Raw records:

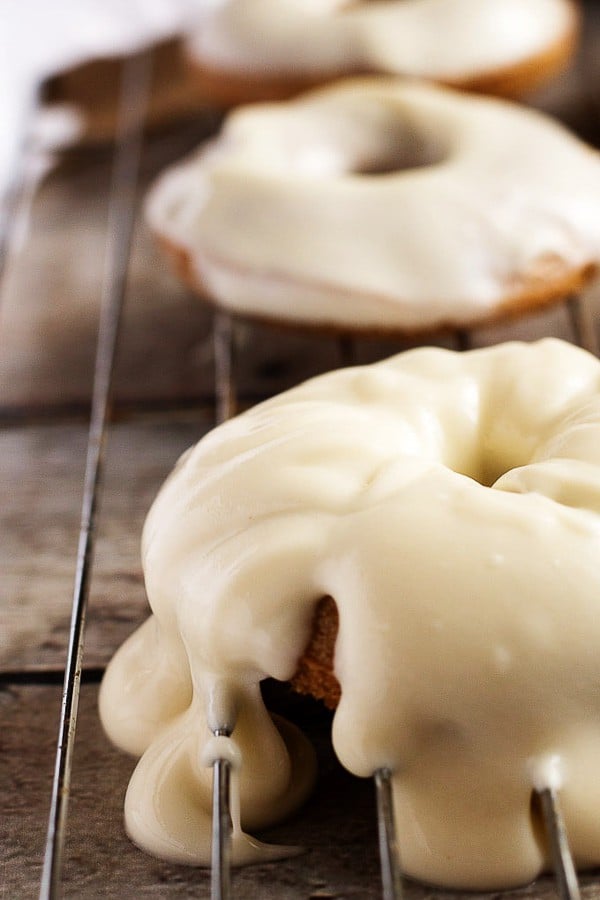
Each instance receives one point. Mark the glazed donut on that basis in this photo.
(41, 40)
(270, 49)
(382, 206)
(450, 505)
(92, 90)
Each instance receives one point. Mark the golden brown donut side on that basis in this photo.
(551, 282)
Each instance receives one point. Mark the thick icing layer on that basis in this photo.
(450, 504)
(449, 40)
(383, 205)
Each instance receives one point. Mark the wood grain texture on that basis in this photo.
(164, 393)
(336, 828)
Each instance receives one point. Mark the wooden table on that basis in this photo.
(164, 392)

▶ TASK DESCRIPTION
Could you write out every line of the records above again, requests included, but shift each coordinate in the marked points up by 22? Leave the pictures out of your answer.

▶ SOLUTION TO THE PROBLEM
Each instance receives one point. Mark the glazed donut on that basis in this photo.
(63, 62)
(292, 71)
(404, 228)
(472, 527)
(114, 112)
Each instance receives one point. Mark the golden brown donut side on that basis in this photo.
(573, 304)
Each instance receives one point. Mark the thick icing layer on that basis in this photo.
(472, 526)
(471, 62)
(405, 227)
Each instance receives one point. Mark the wood grain texture on that basis in this photo.
(186, 415)
(358, 850)
Each instance receives one point. Mark the wooden table on that basis in this photo.
(186, 414)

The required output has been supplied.